Saved data entries:

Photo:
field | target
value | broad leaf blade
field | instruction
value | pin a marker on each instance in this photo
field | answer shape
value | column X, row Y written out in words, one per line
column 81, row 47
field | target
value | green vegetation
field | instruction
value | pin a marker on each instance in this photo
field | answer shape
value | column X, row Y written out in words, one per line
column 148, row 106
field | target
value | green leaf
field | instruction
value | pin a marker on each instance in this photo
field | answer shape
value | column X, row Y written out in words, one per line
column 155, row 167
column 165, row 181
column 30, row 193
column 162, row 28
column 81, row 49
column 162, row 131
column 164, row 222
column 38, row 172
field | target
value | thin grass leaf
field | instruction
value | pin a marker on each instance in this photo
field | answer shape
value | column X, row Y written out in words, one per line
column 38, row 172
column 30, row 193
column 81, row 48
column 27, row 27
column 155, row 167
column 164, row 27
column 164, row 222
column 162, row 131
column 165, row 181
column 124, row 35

Given request — Could you rewrite every line of the saved data entries above as one numbered list, skipping any blank lines?

Task response —
1. Photo:
2. field | target
3. value | broad leaf blade
4. field | instruction
5. value | pin a marker on each instance in this photo
6. field | answer shape
7. value | column X, row Y written out in words, one per line
8. column 81, row 47
9. field | target
10. value | green vegetation
11. field | instruction
12. value | pin a marker on each instance in this photo
13. field | answer shape
14. value | column X, row Y written out in words, one per line
15. column 148, row 106
16. field | target
17. value | green leaf
18. field | instruction
19. value | pin a marker on each instance in this photo
20. field | answer shape
21. value | column X, row Y written out in words, one per line
22. column 155, row 167
23. column 165, row 181
24. column 30, row 193
25. column 162, row 28
26. column 81, row 49
27. column 162, row 131
28. column 164, row 222
29. column 38, row 172
30. field | target
31. value | thin grass leaf
32. field | instruction
33. value | pin a marker on each instance in this photo
34. field | answer shape
35. value | column X, row Y written out in words, one per line
36. column 38, row 172
37. column 30, row 193
38. column 81, row 48
39. column 27, row 27
40. column 155, row 167
41. column 164, row 27
42. column 164, row 222
43. column 162, row 131
44. column 165, row 181
45. column 124, row 35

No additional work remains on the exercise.